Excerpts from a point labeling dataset
┌────────
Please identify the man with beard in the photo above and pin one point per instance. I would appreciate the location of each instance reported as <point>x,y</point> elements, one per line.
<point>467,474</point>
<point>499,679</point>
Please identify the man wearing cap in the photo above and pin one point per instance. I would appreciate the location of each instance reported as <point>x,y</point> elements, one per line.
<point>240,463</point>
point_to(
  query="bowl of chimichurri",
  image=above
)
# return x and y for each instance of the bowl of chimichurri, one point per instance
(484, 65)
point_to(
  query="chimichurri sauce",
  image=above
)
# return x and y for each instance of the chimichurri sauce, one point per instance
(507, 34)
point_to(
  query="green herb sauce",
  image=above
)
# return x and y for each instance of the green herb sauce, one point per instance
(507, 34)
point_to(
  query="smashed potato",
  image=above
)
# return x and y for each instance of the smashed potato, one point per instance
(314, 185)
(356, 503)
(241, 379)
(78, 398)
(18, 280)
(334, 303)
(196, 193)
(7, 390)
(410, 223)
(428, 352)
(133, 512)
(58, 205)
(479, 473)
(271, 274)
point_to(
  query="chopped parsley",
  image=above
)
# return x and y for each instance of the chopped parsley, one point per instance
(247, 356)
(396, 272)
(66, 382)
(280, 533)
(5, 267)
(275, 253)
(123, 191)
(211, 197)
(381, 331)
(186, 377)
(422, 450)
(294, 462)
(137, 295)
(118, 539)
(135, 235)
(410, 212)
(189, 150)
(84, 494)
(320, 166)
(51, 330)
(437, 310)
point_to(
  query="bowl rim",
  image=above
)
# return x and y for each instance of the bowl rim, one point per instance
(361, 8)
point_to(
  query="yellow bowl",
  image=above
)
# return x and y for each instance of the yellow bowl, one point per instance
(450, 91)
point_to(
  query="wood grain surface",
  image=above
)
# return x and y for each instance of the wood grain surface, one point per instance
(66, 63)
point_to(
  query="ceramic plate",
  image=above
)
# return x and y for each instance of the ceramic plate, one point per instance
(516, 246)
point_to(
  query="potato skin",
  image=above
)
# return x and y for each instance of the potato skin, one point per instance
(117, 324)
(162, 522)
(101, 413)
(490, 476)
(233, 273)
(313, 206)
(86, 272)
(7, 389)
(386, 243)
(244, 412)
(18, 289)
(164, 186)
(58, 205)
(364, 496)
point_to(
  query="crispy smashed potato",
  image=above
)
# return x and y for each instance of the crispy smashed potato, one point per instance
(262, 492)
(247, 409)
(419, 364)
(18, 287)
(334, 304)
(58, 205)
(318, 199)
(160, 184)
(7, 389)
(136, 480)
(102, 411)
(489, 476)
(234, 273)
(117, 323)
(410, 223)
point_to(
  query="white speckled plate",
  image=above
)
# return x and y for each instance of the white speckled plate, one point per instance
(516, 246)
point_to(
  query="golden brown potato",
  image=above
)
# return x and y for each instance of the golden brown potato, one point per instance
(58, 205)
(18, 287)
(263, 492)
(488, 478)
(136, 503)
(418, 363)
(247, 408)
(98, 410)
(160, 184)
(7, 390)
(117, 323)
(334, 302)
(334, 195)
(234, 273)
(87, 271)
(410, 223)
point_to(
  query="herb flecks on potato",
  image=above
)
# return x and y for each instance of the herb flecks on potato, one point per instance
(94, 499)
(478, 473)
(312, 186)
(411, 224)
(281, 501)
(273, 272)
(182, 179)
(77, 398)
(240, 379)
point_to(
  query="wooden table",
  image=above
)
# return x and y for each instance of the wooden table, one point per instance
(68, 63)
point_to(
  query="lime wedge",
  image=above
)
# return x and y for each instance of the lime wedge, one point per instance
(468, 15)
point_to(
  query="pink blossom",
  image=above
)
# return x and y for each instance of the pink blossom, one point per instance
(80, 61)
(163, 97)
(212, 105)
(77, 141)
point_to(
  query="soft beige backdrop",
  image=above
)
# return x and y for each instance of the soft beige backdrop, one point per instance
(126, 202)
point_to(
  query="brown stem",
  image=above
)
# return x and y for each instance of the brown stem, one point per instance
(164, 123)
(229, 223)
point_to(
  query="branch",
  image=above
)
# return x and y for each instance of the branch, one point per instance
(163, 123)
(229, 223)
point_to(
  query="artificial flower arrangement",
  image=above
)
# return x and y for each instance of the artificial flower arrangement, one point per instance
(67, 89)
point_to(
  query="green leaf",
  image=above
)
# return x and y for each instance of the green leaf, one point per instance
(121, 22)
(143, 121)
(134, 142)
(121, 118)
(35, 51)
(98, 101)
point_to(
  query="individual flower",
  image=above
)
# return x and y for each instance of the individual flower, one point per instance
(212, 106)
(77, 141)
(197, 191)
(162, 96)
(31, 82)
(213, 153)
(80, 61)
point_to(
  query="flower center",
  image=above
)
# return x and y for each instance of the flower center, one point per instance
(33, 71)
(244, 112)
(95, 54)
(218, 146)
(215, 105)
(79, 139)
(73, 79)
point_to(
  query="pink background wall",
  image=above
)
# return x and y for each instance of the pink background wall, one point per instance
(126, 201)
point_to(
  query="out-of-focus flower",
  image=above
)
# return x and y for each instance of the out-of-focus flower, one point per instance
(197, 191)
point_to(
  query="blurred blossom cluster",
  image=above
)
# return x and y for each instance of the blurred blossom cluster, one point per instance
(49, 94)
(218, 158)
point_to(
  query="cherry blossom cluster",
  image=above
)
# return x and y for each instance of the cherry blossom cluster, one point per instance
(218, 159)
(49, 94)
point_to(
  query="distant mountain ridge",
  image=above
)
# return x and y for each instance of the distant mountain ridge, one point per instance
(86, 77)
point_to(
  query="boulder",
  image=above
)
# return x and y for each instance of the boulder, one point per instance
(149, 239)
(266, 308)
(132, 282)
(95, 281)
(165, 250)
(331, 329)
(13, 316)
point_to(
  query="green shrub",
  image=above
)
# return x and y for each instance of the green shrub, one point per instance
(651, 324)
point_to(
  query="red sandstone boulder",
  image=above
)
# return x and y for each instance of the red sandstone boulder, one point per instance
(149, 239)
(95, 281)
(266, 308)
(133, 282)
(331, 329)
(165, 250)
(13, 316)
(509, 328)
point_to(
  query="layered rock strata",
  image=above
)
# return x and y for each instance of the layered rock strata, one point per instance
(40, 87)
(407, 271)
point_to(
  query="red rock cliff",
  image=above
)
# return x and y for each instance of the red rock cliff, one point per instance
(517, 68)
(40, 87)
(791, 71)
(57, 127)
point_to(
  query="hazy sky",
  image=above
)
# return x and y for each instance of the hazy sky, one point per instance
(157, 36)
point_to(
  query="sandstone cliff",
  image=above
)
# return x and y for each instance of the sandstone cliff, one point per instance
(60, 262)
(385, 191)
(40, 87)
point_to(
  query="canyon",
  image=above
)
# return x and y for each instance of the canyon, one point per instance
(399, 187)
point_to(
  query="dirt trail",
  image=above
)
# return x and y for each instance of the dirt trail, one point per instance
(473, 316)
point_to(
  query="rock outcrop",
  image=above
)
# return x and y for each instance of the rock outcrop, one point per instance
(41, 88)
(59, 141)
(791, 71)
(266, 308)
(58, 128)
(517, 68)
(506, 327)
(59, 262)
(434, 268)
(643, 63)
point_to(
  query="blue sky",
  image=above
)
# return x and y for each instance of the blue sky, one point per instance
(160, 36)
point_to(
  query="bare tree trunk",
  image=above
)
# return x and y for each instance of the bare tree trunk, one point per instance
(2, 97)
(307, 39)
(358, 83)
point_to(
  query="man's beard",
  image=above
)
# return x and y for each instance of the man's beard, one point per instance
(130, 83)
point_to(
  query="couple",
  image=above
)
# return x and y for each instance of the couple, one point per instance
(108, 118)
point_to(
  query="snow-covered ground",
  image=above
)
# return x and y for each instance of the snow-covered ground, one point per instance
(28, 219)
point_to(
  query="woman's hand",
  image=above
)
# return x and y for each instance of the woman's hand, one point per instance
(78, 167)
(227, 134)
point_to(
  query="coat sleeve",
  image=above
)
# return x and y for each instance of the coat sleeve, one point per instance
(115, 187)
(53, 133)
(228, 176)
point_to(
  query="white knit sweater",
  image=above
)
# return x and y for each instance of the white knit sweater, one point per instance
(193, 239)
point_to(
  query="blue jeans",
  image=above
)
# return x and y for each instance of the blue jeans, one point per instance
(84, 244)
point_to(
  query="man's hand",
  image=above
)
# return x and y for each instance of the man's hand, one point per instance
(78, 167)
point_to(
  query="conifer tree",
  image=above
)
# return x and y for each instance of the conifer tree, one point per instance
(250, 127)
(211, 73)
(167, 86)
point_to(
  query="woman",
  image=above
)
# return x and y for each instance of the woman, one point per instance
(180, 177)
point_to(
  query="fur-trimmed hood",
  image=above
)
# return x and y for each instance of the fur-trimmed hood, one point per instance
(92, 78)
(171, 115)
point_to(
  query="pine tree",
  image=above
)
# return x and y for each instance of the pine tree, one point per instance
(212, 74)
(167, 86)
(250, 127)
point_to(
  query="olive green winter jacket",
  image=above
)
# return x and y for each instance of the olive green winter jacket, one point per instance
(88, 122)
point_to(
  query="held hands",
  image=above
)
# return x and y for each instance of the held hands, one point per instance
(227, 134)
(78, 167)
└────────
What to work on
State how many of the lines above contain the string "background". Give only the number.

Written answer
2